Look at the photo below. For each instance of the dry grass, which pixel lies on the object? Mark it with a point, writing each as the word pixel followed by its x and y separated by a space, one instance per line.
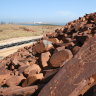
pixel 8 31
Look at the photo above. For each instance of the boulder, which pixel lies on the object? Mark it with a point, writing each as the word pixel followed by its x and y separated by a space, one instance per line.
pixel 58 59
pixel 32 79
pixel 45 58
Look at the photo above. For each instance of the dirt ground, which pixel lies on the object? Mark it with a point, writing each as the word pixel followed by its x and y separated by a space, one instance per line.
pixel 8 31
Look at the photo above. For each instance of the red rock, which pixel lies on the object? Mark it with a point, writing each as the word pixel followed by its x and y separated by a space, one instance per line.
pixel 45 58
pixel 54 40
pixel 44 45
pixel 32 79
pixel 14 80
pixel 18 91
pixel 75 50
pixel 33 69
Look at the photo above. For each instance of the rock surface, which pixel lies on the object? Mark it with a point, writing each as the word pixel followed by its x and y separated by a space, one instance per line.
pixel 38 63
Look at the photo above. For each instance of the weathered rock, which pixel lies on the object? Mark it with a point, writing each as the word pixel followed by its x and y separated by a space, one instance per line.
pixel 75 50
pixel 60 58
pixel 33 69
pixel 45 58
pixel 42 46
pixel 18 91
pixel 14 80
pixel 32 79
pixel 76 76
pixel 54 40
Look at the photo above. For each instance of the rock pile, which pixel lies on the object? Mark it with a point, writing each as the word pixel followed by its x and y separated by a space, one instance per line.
pixel 31 67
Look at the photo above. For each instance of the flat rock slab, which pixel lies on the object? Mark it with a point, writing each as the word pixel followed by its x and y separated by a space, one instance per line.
pixel 74 75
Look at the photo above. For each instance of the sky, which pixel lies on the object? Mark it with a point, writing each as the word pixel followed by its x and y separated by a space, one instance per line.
pixel 47 11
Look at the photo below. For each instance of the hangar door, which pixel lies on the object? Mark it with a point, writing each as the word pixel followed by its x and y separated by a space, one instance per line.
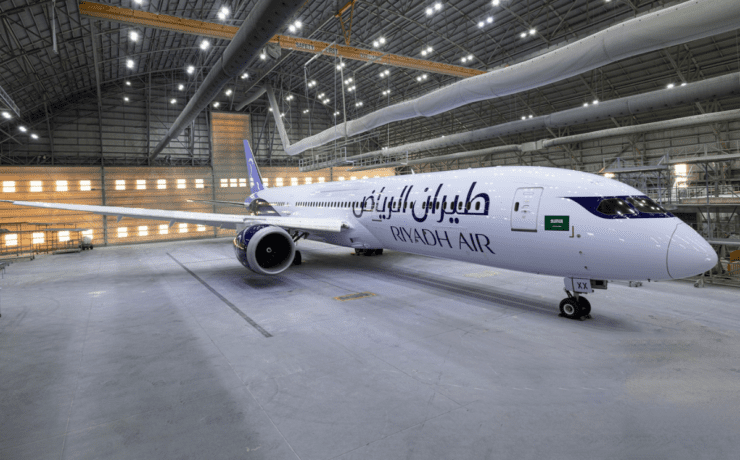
pixel 524 209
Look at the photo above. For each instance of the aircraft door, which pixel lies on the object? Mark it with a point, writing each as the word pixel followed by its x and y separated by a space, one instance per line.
pixel 525 208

==================================================

AIM OF THE TASK:
Print the whole listing exactly, please, and keep any images out of it.

EXERCISE SOLUTION:
Look at the photo below. For each instance of the dry grass, which pixel lies on the object? Mark it with a point, writing each as the word pixel followed by its x and y separated by a space, one instance per line.
pixel 8 31
Look at the photo above. For each instance of the boulder, which pixel lies on the object? Mark it with a point, writing each as the word pixel followed by its x and y separated by a space, one instance per line.
pixel 58 59
pixel 32 79
pixel 45 58
Look at the photo above. For each instance of the dirt ground, which pixel lies on the object? Mark it with a point, writing each as the word pixel followed by its x and y separated by a space, one instance per line.
pixel 8 31
Look at the photo above. For each instance of the red rock, which pixel lies on the object? Mark it with a point, writing each as the word pixel followed by its x and y separated by a space, one instance per line.
pixel 45 58
pixel 54 40
pixel 44 45
pixel 32 79
pixel 14 80
pixel 18 91
pixel 75 50
pixel 33 69
Look at the photo above. For each instance of the rock surface, which pixel lies on the object? Mark it with a point, writing each as the word pixel followed by its x and y separated by a space, one instance per line.
pixel 38 63
Look at the photo above. For each instance of the weathered rock, which pixel lies on the object? Mark it with a point, writing each as the word pixel followed by its x and y separated by a space, one instance per line.
pixel 75 50
pixel 60 58
pixel 33 69
pixel 45 58
pixel 42 46
pixel 18 91
pixel 14 80
pixel 32 79
pixel 76 76
pixel 54 40
Look at the photo above. For each instance of the rock pile, which pixel lies on the object? Mark it with a point, writing each as the word pixel followed by its x and y separated by a space, one instance per line.
pixel 31 67
Look at the photo above. For each instance of the flat rock slab, which pixel lies on the object? Mark it with a point, writing each as the word pixel followed by its x and y separated by a space, one instance per line.
pixel 74 75
Look at the photo above. For each instance of the sky, which pixel lies on the object? Mark it with a point, writing each as the word pixel followed by its x and y separated by a space, one instance per line.
pixel 47 11
Look at the photo below. For each instance of the hangar door, which pixel lies on the object? Mark it with a point, writing each as the word pixel followed by its x and y separated by a space, one instance per line.
pixel 524 209
Look at the photo above. For each instance of the aircraft door, which pixel lies on the object? Mark it with a point, writing each as the word pixel followed by its x and y separated by a space, one instance per line.
pixel 525 208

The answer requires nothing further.